Working Late

Het aantal overuren met een fiscaal gunstig voordeel wordt opnieuw verhoogd van 130 uren naar 180 uren per werknemer per jaar. Deze verhoging geldt voor de periode van 1 juli 2021 tot en met 30 juni 2023 én dit voor alle sectoren.

Voor de sectoren waar al een verhoogd plafond bestaat, wijzigt er niets:

  • horecasector (PC 302): 360 overuren;
  • werken in onroerende staat op voorwaarde dat een elektronische aanwezigheidsregistratie wordt gebruikt: 180 overuren.

De volgende percentages zijn van toepassing:

De belastingvermindering voor de werknemer bedraagt:

  • 66,81% van het loon dat gediend heeft als berekeningsgrondslag voor de uitbetaling van de overuren waarvoor een toeslag van 20% verschuldigd is;
  • 57,75% van het loon dat gediend heeft als berekeningsgrondslag voor de uitbetaling van de overuren waarvoor een toeslag van 50% of 100% verschuldigd is;

De werkgever moet een deel van de bedrijfsvoorheffing niet doorstorten. Het gaat om de volgende percentages:

  • 32,19% van het loon dat gediend heeft als berekeningsgrondslag voor de uitbetaling van de overuren waarvoor een toeslag van 20% verschuldigd is;
  • 41,25% van het loon dat gediend heeft als berekeningsgrondslag voor de uitbetaling van de overuren waarvoor een toeslag van 50% of 100% verschuldigd is.

-- Aangeleverd materiaal --
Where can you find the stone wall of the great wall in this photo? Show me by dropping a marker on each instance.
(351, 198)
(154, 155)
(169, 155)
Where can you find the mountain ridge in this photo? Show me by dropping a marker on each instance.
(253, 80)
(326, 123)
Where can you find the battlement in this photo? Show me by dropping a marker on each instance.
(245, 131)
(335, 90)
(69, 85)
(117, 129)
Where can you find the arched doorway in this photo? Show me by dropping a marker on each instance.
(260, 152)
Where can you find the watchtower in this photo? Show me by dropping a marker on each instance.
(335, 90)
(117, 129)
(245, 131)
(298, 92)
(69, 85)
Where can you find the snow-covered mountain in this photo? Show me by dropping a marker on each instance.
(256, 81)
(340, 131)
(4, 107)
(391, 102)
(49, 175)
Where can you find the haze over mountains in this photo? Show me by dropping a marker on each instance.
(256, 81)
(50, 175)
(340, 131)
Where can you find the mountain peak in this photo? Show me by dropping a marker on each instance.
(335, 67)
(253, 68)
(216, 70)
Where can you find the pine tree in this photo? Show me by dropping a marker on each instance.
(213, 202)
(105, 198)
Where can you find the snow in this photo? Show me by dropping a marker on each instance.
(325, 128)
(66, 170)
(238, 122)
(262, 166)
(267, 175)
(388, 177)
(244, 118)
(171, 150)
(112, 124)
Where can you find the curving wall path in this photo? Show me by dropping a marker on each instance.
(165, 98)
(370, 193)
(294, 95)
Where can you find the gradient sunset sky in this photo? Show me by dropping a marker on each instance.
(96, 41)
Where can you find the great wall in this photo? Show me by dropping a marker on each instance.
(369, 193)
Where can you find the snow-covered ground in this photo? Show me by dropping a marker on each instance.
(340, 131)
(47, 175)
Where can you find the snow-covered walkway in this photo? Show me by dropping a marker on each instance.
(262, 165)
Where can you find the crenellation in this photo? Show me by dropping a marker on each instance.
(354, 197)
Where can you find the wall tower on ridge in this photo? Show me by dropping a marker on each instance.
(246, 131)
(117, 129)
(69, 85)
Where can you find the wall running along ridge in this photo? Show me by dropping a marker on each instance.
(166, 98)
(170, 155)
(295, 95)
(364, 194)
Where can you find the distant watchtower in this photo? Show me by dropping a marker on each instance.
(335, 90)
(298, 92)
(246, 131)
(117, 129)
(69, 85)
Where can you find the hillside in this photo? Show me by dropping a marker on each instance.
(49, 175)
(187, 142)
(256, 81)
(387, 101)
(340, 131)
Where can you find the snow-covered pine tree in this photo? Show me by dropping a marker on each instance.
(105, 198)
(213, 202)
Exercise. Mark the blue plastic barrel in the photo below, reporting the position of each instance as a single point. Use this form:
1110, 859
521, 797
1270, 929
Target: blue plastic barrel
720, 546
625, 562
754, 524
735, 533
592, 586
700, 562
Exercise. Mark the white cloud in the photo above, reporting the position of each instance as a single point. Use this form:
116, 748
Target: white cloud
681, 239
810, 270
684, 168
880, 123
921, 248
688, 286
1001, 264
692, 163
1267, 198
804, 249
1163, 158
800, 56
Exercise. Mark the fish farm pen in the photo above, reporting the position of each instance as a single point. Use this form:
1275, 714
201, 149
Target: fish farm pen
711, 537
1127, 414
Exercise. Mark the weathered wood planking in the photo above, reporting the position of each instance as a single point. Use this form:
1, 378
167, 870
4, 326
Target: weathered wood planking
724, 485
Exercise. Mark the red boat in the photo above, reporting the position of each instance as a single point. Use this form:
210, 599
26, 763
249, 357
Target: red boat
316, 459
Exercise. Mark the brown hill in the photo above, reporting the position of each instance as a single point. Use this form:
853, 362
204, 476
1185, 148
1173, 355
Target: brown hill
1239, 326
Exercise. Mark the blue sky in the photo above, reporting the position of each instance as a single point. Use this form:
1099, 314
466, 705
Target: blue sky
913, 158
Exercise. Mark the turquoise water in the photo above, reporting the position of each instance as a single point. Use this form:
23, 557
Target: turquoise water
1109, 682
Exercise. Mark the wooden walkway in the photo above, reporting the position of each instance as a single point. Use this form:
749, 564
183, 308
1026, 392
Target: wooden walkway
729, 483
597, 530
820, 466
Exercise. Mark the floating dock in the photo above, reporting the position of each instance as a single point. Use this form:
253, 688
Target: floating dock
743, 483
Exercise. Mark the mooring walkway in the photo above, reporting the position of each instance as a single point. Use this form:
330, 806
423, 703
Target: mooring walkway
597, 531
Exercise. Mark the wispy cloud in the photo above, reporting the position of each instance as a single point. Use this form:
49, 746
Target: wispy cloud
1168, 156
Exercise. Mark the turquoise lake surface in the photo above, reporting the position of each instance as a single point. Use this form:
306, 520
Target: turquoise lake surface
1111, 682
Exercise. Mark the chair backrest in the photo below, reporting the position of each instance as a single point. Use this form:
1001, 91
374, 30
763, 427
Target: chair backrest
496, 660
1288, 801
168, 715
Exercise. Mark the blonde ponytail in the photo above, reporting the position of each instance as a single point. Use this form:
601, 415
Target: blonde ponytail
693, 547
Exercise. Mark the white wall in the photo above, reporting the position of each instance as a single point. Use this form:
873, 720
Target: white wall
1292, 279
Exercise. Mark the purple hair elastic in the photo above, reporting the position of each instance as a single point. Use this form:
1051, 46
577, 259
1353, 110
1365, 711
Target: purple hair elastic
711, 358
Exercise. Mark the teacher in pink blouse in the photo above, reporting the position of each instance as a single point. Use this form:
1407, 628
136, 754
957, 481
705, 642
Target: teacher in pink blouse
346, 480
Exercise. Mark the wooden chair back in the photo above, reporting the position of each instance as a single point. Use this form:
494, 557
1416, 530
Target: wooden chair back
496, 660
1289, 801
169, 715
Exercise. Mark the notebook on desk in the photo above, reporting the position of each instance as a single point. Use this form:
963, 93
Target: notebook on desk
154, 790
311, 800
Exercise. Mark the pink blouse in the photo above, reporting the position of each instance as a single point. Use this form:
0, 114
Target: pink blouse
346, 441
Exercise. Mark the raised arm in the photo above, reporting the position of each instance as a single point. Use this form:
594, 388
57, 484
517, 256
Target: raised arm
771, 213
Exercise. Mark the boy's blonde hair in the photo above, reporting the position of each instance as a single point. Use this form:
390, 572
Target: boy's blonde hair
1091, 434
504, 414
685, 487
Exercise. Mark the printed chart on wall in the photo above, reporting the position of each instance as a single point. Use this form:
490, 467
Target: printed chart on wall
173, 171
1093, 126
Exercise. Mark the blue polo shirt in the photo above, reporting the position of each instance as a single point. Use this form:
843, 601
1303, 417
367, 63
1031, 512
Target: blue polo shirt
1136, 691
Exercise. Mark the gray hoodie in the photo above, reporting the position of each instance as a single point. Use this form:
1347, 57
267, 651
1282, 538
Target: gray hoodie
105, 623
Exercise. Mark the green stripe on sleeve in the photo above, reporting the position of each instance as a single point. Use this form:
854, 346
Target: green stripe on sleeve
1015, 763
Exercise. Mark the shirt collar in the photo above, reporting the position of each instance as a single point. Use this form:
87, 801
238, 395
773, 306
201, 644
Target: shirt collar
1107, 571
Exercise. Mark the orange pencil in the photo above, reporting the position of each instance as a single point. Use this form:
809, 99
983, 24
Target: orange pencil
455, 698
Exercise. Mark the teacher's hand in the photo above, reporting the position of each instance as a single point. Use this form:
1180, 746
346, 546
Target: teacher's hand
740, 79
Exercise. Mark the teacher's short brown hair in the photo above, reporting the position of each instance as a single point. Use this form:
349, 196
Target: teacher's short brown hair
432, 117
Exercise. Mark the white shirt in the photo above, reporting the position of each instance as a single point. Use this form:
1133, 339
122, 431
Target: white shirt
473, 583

-- Te voltooien taken --
**1)** Beantwoord de volgende vragen over de tekst over overuren:
(a) Tot hoeveel uren per werknemer per jaar wordt het aantal overuren met een fiscaal gunstig voordeel verhoogd?
(b) Hoeveel overuren gelden er voor de horecasector (PC 302)?
(c) Welk percentage van het loon geldt voor het deel van de bedrijfsvoorheffing dat de werkgever niet hoeft door te storten bij overuren met een toeslag van 20%?
**2)** Vul de tekst over overuren aan met een volgend stuk dat aansluit op de laatste zin.
Het materiaal speelt hierbij geen enkele rol.

-- Antwoorden hieronder --
**1)**
(a) Tot 180 uren per werknemer per jaar.
(b) 360 overuren.
(c) 32,19% van het loon dat als berekeningsgrondslag heeft gediend voor de uitbetaling van die overuren.

**2)**
De verhoging van het krediet gebeurt in 2021 in de loop van het jaar, alsook de verlaging in 2023. Dit brengt de volgende regeling met zich mee:

  • 2021: het maximum wordt opgetrokken tot 180 uren voor de bezoldigingen die in 2021 worden betaald of toegekend voor zover die bijkomende uren overwerk worden gepresteerd in de periode van 1 juli 2021 tot en met 31 december 2021;
  • 2023: het maximum wordt opgetrokken tot 180 uren voor de bezoldigingen die in 2023 worden betaald of toegekend, voor zover zowel het basiscontingent van 130 uren als die bijkomende uren overwerk in de periode van 1 januari 2023 tot en met 30 juni 2023 worden gepresteerd.

De werkgevers moeten een nominatieve lijst ter beschikking houden van de administratie, met daarin voor elke werknemer een aantal gegevens (o.a. de volledige identiteit en de berekeningsgrondslag van de overwerktoeslag). Eén van die gegevens is de periode van het jaar gedurende dewelke die werknemer overwerk gepresteerd heeft. Er wordt gewezen op het belang van het correct bijhouden van deze gegevens, gelet op het feit dat de verhoging van het aantal fiscaal voordelige overuren van 130 naar 180 uren voor alle sectoren in 2021 en 2023 slechts geldt voor overuren die in een bepaalde periode van het jaar worden gepresteerd.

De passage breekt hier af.